> PROVIDED TEXT:

Saturday, February 6, 2016

Gold: When Will It Crash Again?

Originally published: October 28, 2013

Gold is still going to $700, and it's not a question of IF, but WHEN it is going to crash again.
Why? Gold was in a bubble from 1999 until September 2011, rising from $250 an ounce to over $1900. The fundamental reasons all supported gold's rise, and the terrible economic situation and steep stock market drops led many investors and individuals to look to gold as the only "safe" and "reliable" solution. But just because gold is a tangible and historically-valuable asset doesn't mean that gold's soaring prices were justified. Yes, gold will always be worth something and will always have value, but who says that it should be $2000 and not $500? In reality, and as a rule of investing, when so many people crowd into one stock or investment, and prices rise to extreme levels, it is usually worth avoiding. Many times, as we've learned all too well in the case of technology stocks (Dot-Com Bubble) and housing (Housing Bubble), the reasons to buy make sense - but actually doing so may be foolish.
Gold has already proven to be extremely ineffective as a "safe haven."
Aside from all of the characteristics of a bubble which gold displayed leading up to the September 2011 peak (read my book), the huge volatility and severe drops we have seen in gold prices since then should be enough warning to investors. Down nearly 40% from over $1900 to $1200, such a massive price decline is proof in and of itself that gold is by no means a "safe" investment. Nothing that drops that much is safe, and the reliance on gold as "safe" by so many investors was actually one of the biggest reasons that gold was in a bubble.
$2000 gold will not be reached for years to come, if ever.
We have already seen the best days for gold; could the enthusiasm and extremely optimistic investor behavior we saw in 2010 and 2011 really be matched again? Now that prices have dropped so dramatically, hasn't gold proven itself a poor investment choice? Yes, you can buy gold on the dips and make some money as it bounces; but if we've seen the best already, why even buy gold if it most likely won't break above $2000? If anything, look for better opportunities elsewhere.
HOW I PREDICTED THE BUBBLE, and why it may get much worse.
The charts below represent the best visual example of why gold has much downside left. Comparing gold's run since the early 1970s, and especially the parabolic rise since 1999, to the general anatomy of a bubble, we can clearly see a number of similarities. Most importantly, the unfinished gold chart still has to play out; and according to the way a typical bubble collapses, gold has not even entered the sharpest phase of decline yet. For now, gold is just a "bull trap" - tricking many investors and gold bugs that gold is stabilizing for the long term, and that the worst is behind us. I think they're very wrong.
See the MAJOR similarities?
Chart and phases based on Jean-Paul Rodrigue
After a long period of uncertainty about gold prices between September 2011 and April 2013, the market finally made a decision as gold crashed from $1600 to $1200 in just over two months. Gold prices had been stuck in a sideways trend, as they bounced between $1500 and $1800. Then, in October 2012, gold failed for the third time at $1800; I knew it was going down from there (SEE: Gold Fails 3 Times & FOX Business Gold to $700).
The sharp drop from $1800 to $1200, with a very strong breakdown through critical support levels ($1500-1550), signals the future direction for gold: DOWN.

> OBJECTIVE A:
Please answer these from the post on gold prices:
(i) From what price to what price did gold rise between 1999 and September 2011?
(ii) In what month and year did gold fail for the third time at $1800?
(iii) What price levels does the post call critical support?
> OBJECTIVE B: Restate word for word the passage of the post on gold prices that begins at the words "The charts below" and stops after "the MAJOR similarities?".

> INFORMATION SHOWN:
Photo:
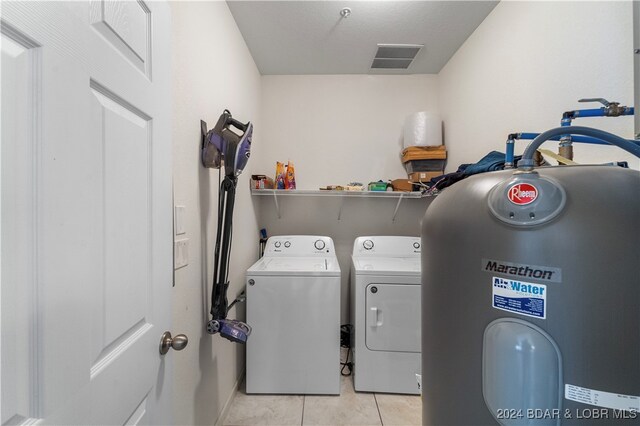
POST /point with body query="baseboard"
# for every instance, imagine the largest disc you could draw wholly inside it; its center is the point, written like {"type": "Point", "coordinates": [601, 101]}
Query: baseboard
{"type": "Point", "coordinates": [227, 404]}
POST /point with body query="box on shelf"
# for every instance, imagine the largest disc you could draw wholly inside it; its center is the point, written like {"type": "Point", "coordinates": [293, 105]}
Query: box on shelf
{"type": "Point", "coordinates": [423, 176]}
{"type": "Point", "coordinates": [261, 182]}
{"type": "Point", "coordinates": [424, 153]}
{"type": "Point", "coordinates": [413, 166]}
{"type": "Point", "coordinates": [403, 185]}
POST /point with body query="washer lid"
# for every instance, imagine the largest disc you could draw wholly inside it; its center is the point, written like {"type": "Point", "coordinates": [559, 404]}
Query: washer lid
{"type": "Point", "coordinates": [386, 265]}
{"type": "Point", "coordinates": [324, 266]}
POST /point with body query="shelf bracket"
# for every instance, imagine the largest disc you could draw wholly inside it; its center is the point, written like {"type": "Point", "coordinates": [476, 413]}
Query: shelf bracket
{"type": "Point", "coordinates": [395, 212]}
{"type": "Point", "coordinates": [275, 200]}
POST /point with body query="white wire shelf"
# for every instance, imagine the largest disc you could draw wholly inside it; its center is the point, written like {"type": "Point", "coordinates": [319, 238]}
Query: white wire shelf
{"type": "Point", "coordinates": [276, 193]}
{"type": "Point", "coordinates": [333, 193]}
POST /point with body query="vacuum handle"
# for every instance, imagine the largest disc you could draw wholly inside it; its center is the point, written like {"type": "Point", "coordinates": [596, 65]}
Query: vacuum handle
{"type": "Point", "coordinates": [238, 124]}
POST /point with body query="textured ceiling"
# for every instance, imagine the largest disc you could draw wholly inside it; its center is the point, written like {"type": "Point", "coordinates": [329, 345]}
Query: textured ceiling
{"type": "Point", "coordinates": [310, 37]}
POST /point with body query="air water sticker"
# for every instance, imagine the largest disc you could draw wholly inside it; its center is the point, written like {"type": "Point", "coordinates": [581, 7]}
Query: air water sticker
{"type": "Point", "coordinates": [615, 401]}
{"type": "Point", "coordinates": [519, 297]}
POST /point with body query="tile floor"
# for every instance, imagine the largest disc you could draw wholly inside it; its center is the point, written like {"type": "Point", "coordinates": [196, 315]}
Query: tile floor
{"type": "Point", "coordinates": [350, 408]}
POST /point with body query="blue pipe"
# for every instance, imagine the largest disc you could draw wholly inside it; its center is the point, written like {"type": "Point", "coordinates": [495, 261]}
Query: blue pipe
{"type": "Point", "coordinates": [580, 139]}
{"type": "Point", "coordinates": [527, 158]}
{"type": "Point", "coordinates": [509, 157]}
{"type": "Point", "coordinates": [508, 161]}
{"type": "Point", "coordinates": [596, 112]}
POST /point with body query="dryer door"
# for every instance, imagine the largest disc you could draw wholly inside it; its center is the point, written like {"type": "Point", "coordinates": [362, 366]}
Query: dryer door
{"type": "Point", "coordinates": [393, 317]}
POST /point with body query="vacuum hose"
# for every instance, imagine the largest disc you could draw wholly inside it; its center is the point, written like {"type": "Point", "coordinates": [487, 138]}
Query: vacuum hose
{"type": "Point", "coordinates": [527, 158]}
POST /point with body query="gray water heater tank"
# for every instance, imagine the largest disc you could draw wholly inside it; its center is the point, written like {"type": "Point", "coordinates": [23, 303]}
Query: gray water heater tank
{"type": "Point", "coordinates": [531, 299]}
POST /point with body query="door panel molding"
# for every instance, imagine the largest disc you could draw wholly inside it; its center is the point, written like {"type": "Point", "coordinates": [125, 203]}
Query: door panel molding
{"type": "Point", "coordinates": [21, 99]}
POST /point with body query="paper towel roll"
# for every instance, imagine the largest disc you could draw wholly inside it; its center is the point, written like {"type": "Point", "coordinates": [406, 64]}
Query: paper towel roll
{"type": "Point", "coordinates": [422, 129]}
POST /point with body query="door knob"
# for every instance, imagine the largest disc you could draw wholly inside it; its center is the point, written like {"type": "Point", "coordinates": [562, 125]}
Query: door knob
{"type": "Point", "coordinates": [178, 342]}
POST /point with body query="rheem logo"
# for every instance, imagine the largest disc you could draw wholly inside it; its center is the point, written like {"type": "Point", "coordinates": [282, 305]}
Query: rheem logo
{"type": "Point", "coordinates": [522, 194]}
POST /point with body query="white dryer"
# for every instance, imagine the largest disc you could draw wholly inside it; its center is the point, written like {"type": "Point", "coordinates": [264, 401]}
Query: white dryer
{"type": "Point", "coordinates": [293, 308]}
{"type": "Point", "coordinates": [385, 311]}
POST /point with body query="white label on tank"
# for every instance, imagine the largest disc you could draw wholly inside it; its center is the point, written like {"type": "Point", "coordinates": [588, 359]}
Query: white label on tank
{"type": "Point", "coordinates": [598, 398]}
{"type": "Point", "coordinates": [522, 298]}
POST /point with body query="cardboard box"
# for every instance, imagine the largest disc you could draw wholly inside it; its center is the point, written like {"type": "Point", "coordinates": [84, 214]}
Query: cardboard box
{"type": "Point", "coordinates": [414, 166]}
{"type": "Point", "coordinates": [424, 153]}
{"type": "Point", "coordinates": [424, 176]}
{"type": "Point", "coordinates": [402, 185]}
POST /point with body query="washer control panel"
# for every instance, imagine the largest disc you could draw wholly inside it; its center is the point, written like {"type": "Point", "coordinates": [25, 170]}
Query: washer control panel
{"type": "Point", "coordinates": [387, 246]}
{"type": "Point", "coordinates": [299, 245]}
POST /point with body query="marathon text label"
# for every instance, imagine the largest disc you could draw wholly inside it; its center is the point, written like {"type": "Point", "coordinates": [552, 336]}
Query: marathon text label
{"type": "Point", "coordinates": [520, 270]}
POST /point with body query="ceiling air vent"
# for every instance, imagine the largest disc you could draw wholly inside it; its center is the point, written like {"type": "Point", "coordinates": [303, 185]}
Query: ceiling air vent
{"type": "Point", "coordinates": [395, 56]}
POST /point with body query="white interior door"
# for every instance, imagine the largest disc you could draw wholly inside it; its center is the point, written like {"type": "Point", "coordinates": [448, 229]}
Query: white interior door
{"type": "Point", "coordinates": [86, 265]}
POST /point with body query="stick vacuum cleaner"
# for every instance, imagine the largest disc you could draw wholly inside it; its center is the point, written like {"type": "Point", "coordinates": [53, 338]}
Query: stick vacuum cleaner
{"type": "Point", "coordinates": [222, 146]}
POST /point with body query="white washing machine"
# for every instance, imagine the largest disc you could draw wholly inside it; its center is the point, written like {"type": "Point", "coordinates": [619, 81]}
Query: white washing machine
{"type": "Point", "coordinates": [385, 311]}
{"type": "Point", "coordinates": [293, 308]}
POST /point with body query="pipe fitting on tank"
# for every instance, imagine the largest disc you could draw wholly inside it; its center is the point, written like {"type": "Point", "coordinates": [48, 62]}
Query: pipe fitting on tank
{"type": "Point", "coordinates": [526, 163]}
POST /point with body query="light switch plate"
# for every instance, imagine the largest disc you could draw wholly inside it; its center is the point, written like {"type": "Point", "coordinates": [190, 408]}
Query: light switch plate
{"type": "Point", "coordinates": [181, 253]}
{"type": "Point", "coordinates": [179, 220]}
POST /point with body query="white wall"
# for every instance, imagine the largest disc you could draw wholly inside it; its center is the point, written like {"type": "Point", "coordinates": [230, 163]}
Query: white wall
{"type": "Point", "coordinates": [212, 70]}
{"type": "Point", "coordinates": [526, 64]}
{"type": "Point", "coordinates": [340, 128]}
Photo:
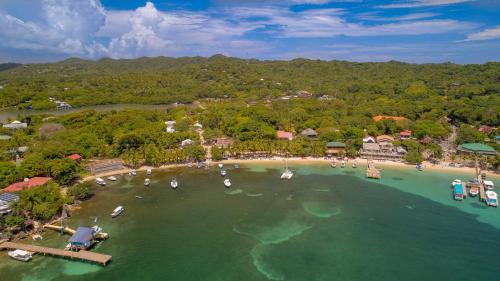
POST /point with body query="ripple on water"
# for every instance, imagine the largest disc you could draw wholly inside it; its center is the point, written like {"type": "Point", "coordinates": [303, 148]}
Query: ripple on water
{"type": "Point", "coordinates": [233, 191]}
{"type": "Point", "coordinates": [320, 210]}
{"type": "Point", "coordinates": [267, 270]}
{"type": "Point", "coordinates": [254, 194]}
{"type": "Point", "coordinates": [279, 233]}
{"type": "Point", "coordinates": [79, 268]}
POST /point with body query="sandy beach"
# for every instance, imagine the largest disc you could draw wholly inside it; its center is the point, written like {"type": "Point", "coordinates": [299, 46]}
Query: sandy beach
{"type": "Point", "coordinates": [307, 160]}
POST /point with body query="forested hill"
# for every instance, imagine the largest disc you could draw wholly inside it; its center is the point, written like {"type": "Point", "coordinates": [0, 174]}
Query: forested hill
{"type": "Point", "coordinates": [472, 89]}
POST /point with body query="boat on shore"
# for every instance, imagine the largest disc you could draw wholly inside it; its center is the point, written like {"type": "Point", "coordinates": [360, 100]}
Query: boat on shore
{"type": "Point", "coordinates": [174, 183]}
{"type": "Point", "coordinates": [117, 211]}
{"type": "Point", "coordinates": [20, 255]}
{"type": "Point", "coordinates": [488, 185]}
{"type": "Point", "coordinates": [100, 181]}
{"type": "Point", "coordinates": [491, 198]}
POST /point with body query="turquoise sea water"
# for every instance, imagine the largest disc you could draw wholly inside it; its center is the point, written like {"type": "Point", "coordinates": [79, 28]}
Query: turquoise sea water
{"type": "Point", "coordinates": [324, 224]}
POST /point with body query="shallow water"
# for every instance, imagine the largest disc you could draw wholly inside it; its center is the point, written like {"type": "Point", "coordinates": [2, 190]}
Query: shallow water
{"type": "Point", "coordinates": [324, 224]}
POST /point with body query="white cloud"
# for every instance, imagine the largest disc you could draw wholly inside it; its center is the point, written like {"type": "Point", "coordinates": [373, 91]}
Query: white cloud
{"type": "Point", "coordinates": [423, 3]}
{"type": "Point", "coordinates": [487, 34]}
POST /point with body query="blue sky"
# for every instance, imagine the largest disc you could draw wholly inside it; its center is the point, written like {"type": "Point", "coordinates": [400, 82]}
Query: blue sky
{"type": "Point", "coordinates": [421, 31]}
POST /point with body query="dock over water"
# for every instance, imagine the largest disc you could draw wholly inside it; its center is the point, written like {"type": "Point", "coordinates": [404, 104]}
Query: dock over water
{"type": "Point", "coordinates": [80, 255]}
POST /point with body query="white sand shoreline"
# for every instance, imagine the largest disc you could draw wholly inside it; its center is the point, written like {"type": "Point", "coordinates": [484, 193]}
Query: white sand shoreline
{"type": "Point", "coordinates": [298, 160]}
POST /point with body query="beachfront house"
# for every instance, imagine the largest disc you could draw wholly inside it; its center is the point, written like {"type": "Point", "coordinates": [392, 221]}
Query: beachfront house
{"type": "Point", "coordinates": [170, 126]}
{"type": "Point", "coordinates": [6, 199]}
{"type": "Point", "coordinates": [27, 184]}
{"type": "Point", "coordinates": [187, 142]}
{"type": "Point", "coordinates": [102, 166]}
{"type": "Point", "coordinates": [14, 125]}
{"type": "Point", "coordinates": [335, 148]}
{"type": "Point", "coordinates": [309, 133]}
{"type": "Point", "coordinates": [75, 157]}
{"type": "Point", "coordinates": [479, 148]}
{"type": "Point", "coordinates": [405, 135]}
{"type": "Point", "coordinates": [82, 239]}
{"type": "Point", "coordinates": [282, 135]}
{"type": "Point", "coordinates": [223, 142]}
{"type": "Point", "coordinates": [369, 139]}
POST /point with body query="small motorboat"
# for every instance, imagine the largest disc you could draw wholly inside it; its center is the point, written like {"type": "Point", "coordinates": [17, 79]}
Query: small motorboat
{"type": "Point", "coordinates": [174, 183]}
{"type": "Point", "coordinates": [20, 255]}
{"type": "Point", "coordinates": [488, 185]}
{"type": "Point", "coordinates": [100, 181]}
{"type": "Point", "coordinates": [287, 174]}
{"type": "Point", "coordinates": [117, 211]}
{"type": "Point", "coordinates": [474, 190]}
{"type": "Point", "coordinates": [491, 198]}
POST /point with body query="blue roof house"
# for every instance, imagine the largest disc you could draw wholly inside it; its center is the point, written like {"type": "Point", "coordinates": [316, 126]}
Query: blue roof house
{"type": "Point", "coordinates": [83, 238]}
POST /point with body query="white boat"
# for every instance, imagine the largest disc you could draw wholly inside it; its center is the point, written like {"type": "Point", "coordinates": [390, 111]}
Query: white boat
{"type": "Point", "coordinates": [489, 185]}
{"type": "Point", "coordinates": [174, 183]}
{"type": "Point", "coordinates": [20, 255]}
{"type": "Point", "coordinates": [100, 181]}
{"type": "Point", "coordinates": [117, 211]}
{"type": "Point", "coordinates": [287, 174]}
{"type": "Point", "coordinates": [491, 198]}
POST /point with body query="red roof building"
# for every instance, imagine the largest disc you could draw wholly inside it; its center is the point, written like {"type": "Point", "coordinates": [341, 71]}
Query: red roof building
{"type": "Point", "coordinates": [382, 117]}
{"type": "Point", "coordinates": [406, 134]}
{"type": "Point", "coordinates": [76, 157]}
{"type": "Point", "coordinates": [282, 135]}
{"type": "Point", "coordinates": [26, 184]}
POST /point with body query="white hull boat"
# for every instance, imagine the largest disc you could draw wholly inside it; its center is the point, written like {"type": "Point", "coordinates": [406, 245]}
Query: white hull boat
{"type": "Point", "coordinates": [117, 211]}
{"type": "Point", "coordinates": [174, 184]}
{"type": "Point", "coordinates": [20, 255]}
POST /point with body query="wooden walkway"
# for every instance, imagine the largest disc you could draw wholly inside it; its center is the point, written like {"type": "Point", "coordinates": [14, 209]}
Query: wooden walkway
{"type": "Point", "coordinates": [81, 255]}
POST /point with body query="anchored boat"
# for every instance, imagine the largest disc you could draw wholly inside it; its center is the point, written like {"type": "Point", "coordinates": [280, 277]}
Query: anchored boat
{"type": "Point", "coordinates": [117, 211]}
{"type": "Point", "coordinates": [20, 255]}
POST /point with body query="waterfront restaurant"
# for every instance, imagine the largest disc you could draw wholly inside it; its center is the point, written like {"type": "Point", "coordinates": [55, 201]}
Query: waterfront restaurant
{"type": "Point", "coordinates": [82, 239]}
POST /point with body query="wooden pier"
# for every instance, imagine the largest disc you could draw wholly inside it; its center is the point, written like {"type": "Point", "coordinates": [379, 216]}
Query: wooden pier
{"type": "Point", "coordinates": [100, 235]}
{"type": "Point", "coordinates": [81, 255]}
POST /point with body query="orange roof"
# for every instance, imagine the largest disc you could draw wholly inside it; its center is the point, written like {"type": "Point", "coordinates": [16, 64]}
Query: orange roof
{"type": "Point", "coordinates": [18, 186]}
{"type": "Point", "coordinates": [75, 157]}
{"type": "Point", "coordinates": [284, 135]}
{"type": "Point", "coordinates": [382, 117]}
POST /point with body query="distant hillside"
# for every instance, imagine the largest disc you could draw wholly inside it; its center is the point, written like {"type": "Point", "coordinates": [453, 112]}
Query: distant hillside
{"type": "Point", "coordinates": [7, 66]}
{"type": "Point", "coordinates": [165, 80]}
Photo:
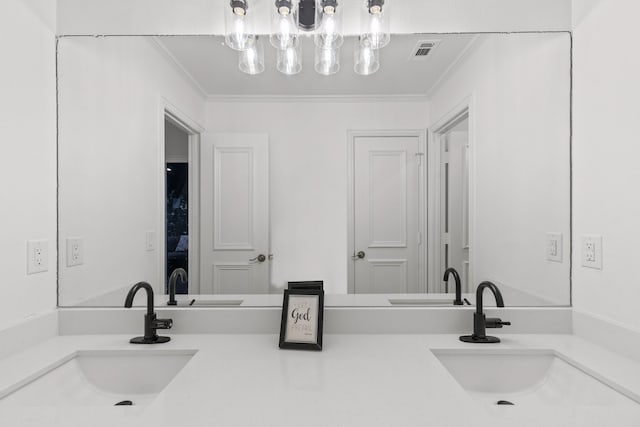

> RESULT A:
(i) From $250 an ounce to over $1900.
(ii) October 2012.
(iii) $1500-1550.

> RESULT B:
The charts below represent the best visual example of why gold has much downside left. Comparing gold's run since the early 1970s, and especially the parabolic rise since 1999, to the general anatomy of a bubble, we can clearly see a number of similarities. Most importantly, the unfinished gold chart still has to play out; and according to the way a typical bubble collapses, gold has not even entered the sharpest phase of decline yet. For now, gold is just a "bull trap" - tricking many investors and gold bugs that gold is stabilizing for the long term, and that the worst is behind us. I think they're very wrong.
See the MAJOR similarities?